WHAT YOU HAVE TO DO:
Return each line of the items below that includes the word "blade", copying every such line in full.

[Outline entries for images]
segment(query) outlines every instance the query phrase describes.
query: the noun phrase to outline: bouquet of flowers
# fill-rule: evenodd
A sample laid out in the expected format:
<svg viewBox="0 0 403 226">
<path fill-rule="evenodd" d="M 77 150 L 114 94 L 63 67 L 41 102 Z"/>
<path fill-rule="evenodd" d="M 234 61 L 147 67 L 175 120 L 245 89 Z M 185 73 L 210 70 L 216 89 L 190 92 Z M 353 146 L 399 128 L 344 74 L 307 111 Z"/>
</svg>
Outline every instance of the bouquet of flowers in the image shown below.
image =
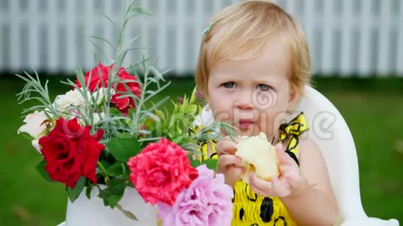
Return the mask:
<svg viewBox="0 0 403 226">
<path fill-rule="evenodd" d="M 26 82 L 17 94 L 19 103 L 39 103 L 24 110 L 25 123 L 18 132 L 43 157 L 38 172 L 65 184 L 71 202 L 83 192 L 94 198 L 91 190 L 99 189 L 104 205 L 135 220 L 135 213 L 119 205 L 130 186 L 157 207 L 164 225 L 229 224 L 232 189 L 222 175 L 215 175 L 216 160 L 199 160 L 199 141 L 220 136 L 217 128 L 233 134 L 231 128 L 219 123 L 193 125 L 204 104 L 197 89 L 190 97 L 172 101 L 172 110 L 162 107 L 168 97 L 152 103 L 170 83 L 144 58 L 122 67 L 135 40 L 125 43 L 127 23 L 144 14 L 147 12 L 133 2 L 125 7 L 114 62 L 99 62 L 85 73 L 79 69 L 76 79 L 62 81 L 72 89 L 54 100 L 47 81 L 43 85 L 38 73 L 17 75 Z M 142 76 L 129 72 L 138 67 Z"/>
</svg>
* * *
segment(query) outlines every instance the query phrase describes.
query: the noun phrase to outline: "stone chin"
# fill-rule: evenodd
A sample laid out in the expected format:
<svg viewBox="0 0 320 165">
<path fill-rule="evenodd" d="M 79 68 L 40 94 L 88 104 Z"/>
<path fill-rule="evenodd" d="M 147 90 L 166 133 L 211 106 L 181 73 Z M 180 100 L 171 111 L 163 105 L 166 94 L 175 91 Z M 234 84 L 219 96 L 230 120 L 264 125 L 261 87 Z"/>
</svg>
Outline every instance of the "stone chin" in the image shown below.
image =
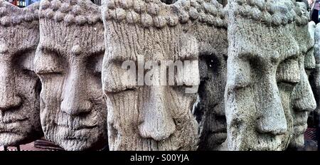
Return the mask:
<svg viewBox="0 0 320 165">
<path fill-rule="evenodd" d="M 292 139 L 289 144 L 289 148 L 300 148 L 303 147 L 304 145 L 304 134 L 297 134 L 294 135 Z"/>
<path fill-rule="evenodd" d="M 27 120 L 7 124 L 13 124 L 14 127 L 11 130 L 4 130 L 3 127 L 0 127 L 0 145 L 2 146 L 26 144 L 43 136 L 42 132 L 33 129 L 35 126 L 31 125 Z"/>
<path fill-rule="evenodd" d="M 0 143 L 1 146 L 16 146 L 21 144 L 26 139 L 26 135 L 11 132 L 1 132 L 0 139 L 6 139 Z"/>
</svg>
...
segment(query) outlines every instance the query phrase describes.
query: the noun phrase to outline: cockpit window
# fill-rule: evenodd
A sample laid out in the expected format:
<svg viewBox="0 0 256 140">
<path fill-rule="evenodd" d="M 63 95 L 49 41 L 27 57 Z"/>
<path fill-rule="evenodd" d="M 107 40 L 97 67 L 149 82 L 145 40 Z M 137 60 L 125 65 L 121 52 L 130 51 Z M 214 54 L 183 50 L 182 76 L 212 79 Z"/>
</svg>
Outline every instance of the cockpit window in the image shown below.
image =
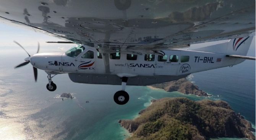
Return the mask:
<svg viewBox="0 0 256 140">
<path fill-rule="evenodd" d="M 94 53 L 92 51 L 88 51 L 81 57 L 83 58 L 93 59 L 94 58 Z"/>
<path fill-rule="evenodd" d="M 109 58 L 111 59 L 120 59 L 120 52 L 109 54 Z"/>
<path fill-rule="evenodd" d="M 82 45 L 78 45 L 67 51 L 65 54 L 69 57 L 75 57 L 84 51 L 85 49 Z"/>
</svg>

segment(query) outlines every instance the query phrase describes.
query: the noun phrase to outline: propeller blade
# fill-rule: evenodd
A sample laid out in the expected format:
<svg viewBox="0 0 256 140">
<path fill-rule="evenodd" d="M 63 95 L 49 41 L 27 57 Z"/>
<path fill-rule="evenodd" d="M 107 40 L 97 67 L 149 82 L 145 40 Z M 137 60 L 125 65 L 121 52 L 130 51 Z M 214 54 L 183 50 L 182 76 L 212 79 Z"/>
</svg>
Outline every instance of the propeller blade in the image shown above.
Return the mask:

THE REPLY:
query: the noun phrase to outline: propeller blade
Outline every instance of the propeller blade in the image shown above.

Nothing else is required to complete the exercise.